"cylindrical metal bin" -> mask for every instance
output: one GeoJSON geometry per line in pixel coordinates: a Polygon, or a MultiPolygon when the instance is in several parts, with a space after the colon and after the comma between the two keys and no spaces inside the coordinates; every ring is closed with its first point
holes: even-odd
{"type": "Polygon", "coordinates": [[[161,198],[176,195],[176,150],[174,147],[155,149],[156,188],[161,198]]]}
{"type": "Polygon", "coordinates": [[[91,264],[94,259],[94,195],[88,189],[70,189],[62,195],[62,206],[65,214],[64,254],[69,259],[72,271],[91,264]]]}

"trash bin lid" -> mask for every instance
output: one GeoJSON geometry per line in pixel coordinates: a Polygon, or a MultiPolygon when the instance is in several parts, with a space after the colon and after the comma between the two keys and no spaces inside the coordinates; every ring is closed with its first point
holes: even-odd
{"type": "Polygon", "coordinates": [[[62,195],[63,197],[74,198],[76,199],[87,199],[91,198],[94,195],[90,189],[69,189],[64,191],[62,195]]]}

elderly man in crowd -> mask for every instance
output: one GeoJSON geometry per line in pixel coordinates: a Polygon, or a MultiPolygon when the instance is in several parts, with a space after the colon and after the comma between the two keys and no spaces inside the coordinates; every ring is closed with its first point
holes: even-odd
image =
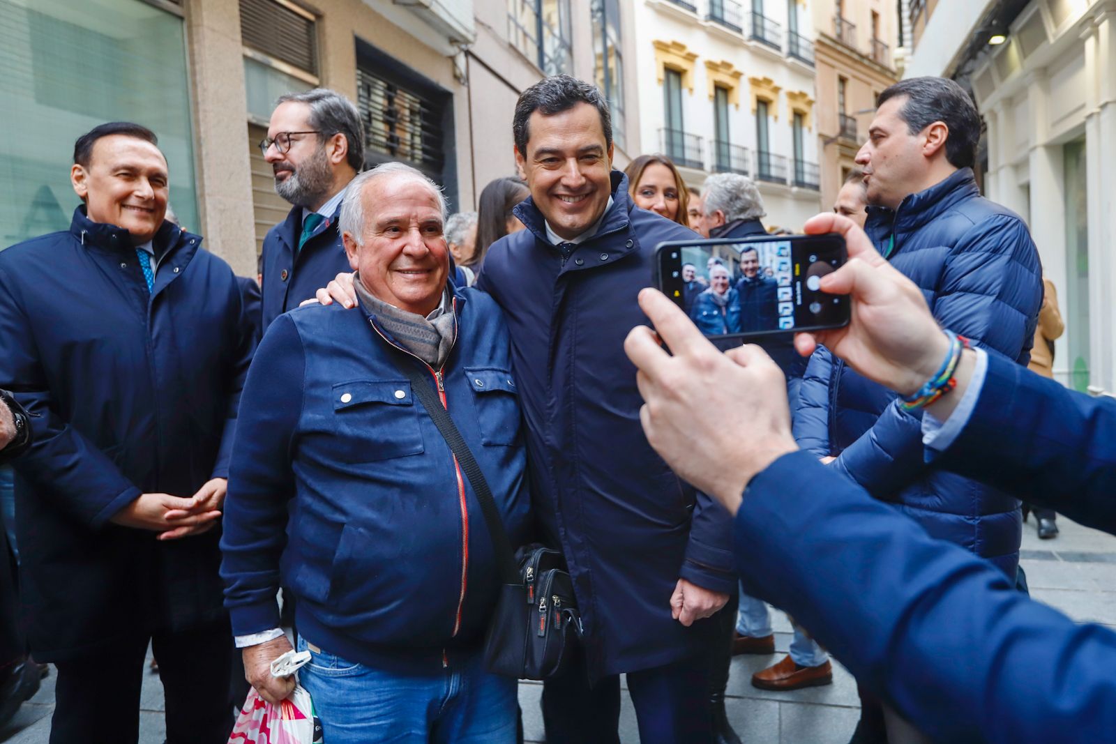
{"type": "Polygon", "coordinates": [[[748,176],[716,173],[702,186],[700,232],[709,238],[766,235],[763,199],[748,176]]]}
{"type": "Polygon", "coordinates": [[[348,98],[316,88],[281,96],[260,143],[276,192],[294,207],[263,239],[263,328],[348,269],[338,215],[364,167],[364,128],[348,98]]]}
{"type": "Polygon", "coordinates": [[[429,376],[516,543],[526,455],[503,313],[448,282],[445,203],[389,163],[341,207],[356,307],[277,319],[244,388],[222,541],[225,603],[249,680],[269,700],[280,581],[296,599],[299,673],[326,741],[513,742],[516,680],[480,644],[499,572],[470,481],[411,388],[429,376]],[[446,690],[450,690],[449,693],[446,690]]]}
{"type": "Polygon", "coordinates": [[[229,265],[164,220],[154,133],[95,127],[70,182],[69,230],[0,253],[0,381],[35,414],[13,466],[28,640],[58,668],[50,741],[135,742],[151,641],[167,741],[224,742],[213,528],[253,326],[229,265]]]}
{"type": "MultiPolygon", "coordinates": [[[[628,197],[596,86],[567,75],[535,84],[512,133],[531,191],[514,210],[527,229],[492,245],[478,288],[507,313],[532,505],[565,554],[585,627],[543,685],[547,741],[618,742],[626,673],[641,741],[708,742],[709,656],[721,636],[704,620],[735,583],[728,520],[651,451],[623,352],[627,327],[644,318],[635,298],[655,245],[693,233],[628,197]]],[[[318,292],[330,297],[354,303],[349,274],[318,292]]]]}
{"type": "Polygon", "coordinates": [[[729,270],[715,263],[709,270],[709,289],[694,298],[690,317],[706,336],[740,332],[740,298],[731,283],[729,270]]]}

EXERCISE OBJECTIVE: Can you put all the lines above into a Markdown table with the columns "Row" and "Line," numbering each one, skipping blank lines, and leaving the pictures out?

ANSWER TO THIS PROBLEM:
| Row | Line |
|---|---|
| 1 | "cylindrical metal bin" -> mask for every instance |
| 2 | output: one GeoJSON geometry per line in pixel coordinates: a Polygon, or a MultiPolygon when the instance is in several parts, with a space after the colon and after the comma between the two keys and no spaces inside the coordinates; every ring is closed with its first point |
| 3 | holes: even-odd |
| 4 | {"type": "Polygon", "coordinates": [[[161,198],[176,195],[176,150],[174,147],[155,149],[156,188],[161,198]]]} |
| 5 | {"type": "Polygon", "coordinates": [[[91,264],[94,259],[94,195],[88,189],[70,189],[62,195],[62,206],[65,214],[64,254],[69,259],[72,271],[91,264]]]} |
| 6 | "trash bin lid" -> mask for every instance |
| 7 | output: one GeoJSON geometry per line in pixel coordinates: a Polygon, or a MultiPolygon when the instance is in several parts, with a space after the colon and after the comma between the two keys and no spaces inside the coordinates; every ring is closed with its first point |
| 8 | holes: even-odd |
| 9 | {"type": "Polygon", "coordinates": [[[62,195],[63,197],[74,198],[76,199],[87,199],[91,198],[94,195],[90,189],[69,189],[64,191],[62,195]]]} |
| 10 | elderly man in crowd -> mask for every instance |
| 11 | output: one GeoJSON geometry per line in pixel coordinates: a Polygon, or a MultiPolygon when the instance is in several parts, with a space after the colon and after the comma between the two keys and no spaces inside the coordinates; every ring is closed with its first point |
| 12 | holes: even-odd |
| 13 | image = |
| 14 | {"type": "Polygon", "coordinates": [[[748,176],[716,173],[702,186],[700,232],[709,238],[766,235],[763,199],[748,176]]]} |
| 15 | {"type": "Polygon", "coordinates": [[[348,98],[316,88],[281,96],[260,143],[276,192],[294,207],[263,239],[263,328],[348,269],[338,215],[364,167],[364,128],[348,98]]]} |
| 16 | {"type": "Polygon", "coordinates": [[[429,376],[516,543],[526,455],[503,313],[448,282],[445,203],[389,163],[341,207],[356,307],[277,319],[244,388],[222,541],[225,603],[249,680],[269,700],[280,581],[296,599],[299,673],[326,741],[513,742],[516,680],[480,644],[499,572],[470,481],[411,388],[429,376]],[[446,690],[450,690],[449,693],[446,690]]]} |
| 17 | {"type": "Polygon", "coordinates": [[[229,265],[164,220],[154,133],[95,127],[70,182],[69,230],[0,253],[0,381],[35,414],[13,466],[28,640],[58,668],[50,741],[135,742],[151,641],[167,741],[224,742],[213,528],[253,326],[229,265]]]} |
| 18 | {"type": "MultiPolygon", "coordinates": [[[[628,197],[596,86],[567,75],[535,84],[512,133],[531,191],[514,210],[527,229],[492,245],[478,288],[507,313],[532,505],[565,554],[585,627],[543,685],[547,741],[618,742],[626,673],[641,741],[708,742],[709,656],[721,636],[704,620],[735,583],[728,520],[651,451],[623,352],[627,327],[644,318],[635,298],[655,245],[693,233],[628,197]]],[[[318,292],[330,297],[354,303],[349,274],[318,292]]]]} |
| 19 | {"type": "Polygon", "coordinates": [[[729,270],[715,263],[709,270],[709,289],[694,298],[690,317],[706,336],[740,332],[740,298],[731,283],[729,270]]]} |